#### Short exercise
Render everything from the start of the records down to the line containing "x=839 y=538" as a two-column CSV with the columns instruction and points. Each line beginning "Expected:" gets one row holding its text and the coordinate lines under it, with each value in a single quoted field and line breaks turned into spaces.

[Excerpt from a dataset]
◆ ◆ ◆ ◆ ◆ ◆ ◆

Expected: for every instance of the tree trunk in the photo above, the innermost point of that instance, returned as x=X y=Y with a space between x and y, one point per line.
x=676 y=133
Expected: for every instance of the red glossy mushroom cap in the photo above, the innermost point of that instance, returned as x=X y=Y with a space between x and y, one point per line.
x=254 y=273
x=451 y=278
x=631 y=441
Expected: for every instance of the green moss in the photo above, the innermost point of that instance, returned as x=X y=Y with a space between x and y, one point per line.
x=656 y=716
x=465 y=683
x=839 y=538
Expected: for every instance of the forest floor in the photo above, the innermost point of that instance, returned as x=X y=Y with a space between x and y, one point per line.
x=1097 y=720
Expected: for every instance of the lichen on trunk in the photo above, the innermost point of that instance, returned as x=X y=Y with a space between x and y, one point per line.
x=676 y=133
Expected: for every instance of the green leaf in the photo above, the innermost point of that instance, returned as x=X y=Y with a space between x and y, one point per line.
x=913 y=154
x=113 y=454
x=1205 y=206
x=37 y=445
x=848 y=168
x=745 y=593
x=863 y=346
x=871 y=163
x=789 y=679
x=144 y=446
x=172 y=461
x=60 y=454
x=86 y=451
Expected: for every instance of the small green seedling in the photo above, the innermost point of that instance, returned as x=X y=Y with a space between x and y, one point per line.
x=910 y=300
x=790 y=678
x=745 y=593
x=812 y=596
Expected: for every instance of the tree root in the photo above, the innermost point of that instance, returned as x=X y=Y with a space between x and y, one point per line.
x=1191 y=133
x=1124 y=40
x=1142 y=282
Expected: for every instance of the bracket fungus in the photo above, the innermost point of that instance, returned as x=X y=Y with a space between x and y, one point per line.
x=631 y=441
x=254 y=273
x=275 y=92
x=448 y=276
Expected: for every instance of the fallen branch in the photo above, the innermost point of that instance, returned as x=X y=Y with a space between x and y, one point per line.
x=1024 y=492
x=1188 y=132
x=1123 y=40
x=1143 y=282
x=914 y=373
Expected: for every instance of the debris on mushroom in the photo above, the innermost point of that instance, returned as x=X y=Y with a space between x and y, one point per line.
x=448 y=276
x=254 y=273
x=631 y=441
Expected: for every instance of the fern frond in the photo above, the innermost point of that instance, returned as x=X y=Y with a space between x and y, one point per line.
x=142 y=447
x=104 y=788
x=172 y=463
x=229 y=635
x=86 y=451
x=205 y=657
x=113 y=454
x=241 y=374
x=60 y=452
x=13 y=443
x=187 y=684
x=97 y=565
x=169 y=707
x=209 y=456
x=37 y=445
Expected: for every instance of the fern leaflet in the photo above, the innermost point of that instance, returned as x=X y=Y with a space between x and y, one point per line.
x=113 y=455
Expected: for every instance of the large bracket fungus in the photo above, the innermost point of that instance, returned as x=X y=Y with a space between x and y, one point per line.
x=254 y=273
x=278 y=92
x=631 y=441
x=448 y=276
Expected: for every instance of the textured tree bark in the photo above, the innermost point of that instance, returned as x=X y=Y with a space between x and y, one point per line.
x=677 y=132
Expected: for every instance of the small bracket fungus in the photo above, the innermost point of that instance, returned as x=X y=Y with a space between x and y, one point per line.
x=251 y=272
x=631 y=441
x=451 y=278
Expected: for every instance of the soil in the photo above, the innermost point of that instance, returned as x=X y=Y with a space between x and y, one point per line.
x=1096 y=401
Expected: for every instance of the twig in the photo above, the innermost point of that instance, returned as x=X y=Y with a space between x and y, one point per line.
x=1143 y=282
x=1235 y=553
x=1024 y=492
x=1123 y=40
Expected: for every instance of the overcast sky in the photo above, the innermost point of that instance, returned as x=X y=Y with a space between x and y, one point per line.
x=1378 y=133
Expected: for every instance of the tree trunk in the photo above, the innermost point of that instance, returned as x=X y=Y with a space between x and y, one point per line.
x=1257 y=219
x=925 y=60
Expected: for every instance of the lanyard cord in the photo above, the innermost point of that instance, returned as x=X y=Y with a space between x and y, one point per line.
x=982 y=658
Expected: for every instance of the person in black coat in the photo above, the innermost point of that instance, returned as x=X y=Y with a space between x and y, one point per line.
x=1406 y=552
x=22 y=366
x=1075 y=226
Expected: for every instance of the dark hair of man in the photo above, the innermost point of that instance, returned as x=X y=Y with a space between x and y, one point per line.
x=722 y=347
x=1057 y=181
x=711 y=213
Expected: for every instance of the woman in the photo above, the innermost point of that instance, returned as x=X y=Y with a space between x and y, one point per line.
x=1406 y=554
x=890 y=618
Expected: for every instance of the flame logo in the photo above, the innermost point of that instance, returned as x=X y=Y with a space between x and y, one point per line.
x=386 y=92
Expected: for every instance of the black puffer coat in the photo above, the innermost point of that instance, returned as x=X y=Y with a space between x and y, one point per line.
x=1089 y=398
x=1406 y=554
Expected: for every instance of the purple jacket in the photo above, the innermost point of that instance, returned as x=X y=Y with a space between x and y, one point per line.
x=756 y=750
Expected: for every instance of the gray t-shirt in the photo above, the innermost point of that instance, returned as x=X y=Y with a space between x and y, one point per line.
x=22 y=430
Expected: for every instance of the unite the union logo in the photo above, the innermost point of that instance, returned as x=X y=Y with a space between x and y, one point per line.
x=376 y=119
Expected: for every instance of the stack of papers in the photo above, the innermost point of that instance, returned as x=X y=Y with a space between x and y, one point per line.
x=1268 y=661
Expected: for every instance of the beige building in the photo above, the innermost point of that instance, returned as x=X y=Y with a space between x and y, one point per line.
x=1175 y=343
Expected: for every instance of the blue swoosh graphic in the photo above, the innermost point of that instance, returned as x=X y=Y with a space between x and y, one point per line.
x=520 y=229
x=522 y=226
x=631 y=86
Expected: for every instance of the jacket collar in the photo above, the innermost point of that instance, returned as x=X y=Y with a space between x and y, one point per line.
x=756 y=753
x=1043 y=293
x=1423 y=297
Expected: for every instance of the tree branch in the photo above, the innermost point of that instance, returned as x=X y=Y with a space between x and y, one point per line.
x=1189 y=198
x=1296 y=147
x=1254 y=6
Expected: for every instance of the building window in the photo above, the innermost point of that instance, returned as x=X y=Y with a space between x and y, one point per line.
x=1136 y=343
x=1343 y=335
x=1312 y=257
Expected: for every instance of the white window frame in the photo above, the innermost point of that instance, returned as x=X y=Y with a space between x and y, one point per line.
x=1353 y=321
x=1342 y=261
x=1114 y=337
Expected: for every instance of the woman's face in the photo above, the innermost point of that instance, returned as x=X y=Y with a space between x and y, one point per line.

◆ ◆ ◆ ◆ ◆ ◆ ◆

#### Exercise answer
instruction,points
"Expected: for every instance of the tree trunk in the photo above, the innermost point of that instance, returned as x=X y=Y with a space between x and y, one point per line.","x=676 y=133"
"Expected: for every instance of the red glossy mushroom cap in the photo above, the innermost point of that instance, returned as x=X y=Y with a space between x and y, one point per line.","x=254 y=273 x=451 y=278 x=631 y=441"
"Expected: for every instance of the green moss in the photo above, the innermost point of that instance, returned as x=X y=Y with a space between x and y, one point per line.","x=656 y=716 x=465 y=683 x=839 y=538"